**Passage to read:**
_____
[Corpora-List] PhD in ML/NLP – Fairness and self-supervised learning for speech processing

1 Jun 2023


      PhD in ML/NLP – Fairness and self-supervised learning for speech processing
Starting date: October 1st, 2023 (flexible)
Application deadline: June 9th, 2023
Interviews (tentative): June 14th, 2023
Salary: ~2000€ gross/month (social security included)
Mission: research oriented (teaching possible but not mandatory)
*Keywords:*speech processing, fairness, bias, self-supervised 
learning,evaluation metrics
*CONTEXT*
This thesis is in the context of the ANR project E-SSL (Efficient 
Self-Supervised Learning for Inclusive and Innovative Speech 
Technologies). Self-supervised learning (SSL) has recently emerged as 
one of the most promising artificial intelligence (AI) methods as it 
becomes now feasible to take advantage of the colossal amounts of 
existing unlabeled data to significantly improve the performances of 
various speech processing tasks.
*PROJECT OBJECTIVES*
Speech technologies are widely used in our daily life and are expanding 
the scope of our action, with decision-making systems, including in 
critical areas such as health or legal aspects. In these societal 
applications, the question of the use of these tools raises the issue of 
the possible discrimination of people according to criteria for which 
societyrequires equal treatment, such as gender, origin, religion or 
disability...  Recently, the machine learning community has been 
confronted with the need to work on the possible biases of algorithms, 
and many works have shown that the search for the best performance is 
not the only goal to pursue [1]. For instance, recent evaluations of ASR 
systems have shown that performances can vary according to the gender 
but these variations depend both on data used for learning and on models 
[2]. Therefore such systems are increasingly scrutinized for being 
biased while trustworthy speech technologies definitely represents a 
crucial expectation.
_____
**Data section:**
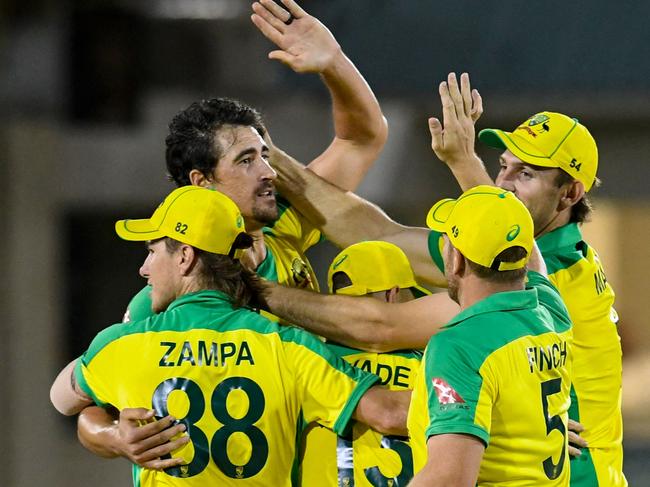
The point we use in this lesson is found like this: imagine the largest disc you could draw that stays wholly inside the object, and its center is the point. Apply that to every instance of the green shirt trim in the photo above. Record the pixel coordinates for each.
(434, 249)
(562, 247)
_____
**What is needed:**
Return the span of the PhD announcement above word for word, starting with "[Corpora-List] PhD in" and going on through "(social security included)".

**Exercise answer:**
[Corpora-List] PhD in ML/NLP – Fairness and self-supervised learning for speech processing

1 Jun 2023


      PhD in ML/NLP – Fairness and self-supervised learning for speech processing
Starting date: October 1st, 2023 (flexible)
Application deadline: June 9th, 2023
Interviews (tentative): June 14th, 2023
Salary: ~2000€ gross/month (social security included)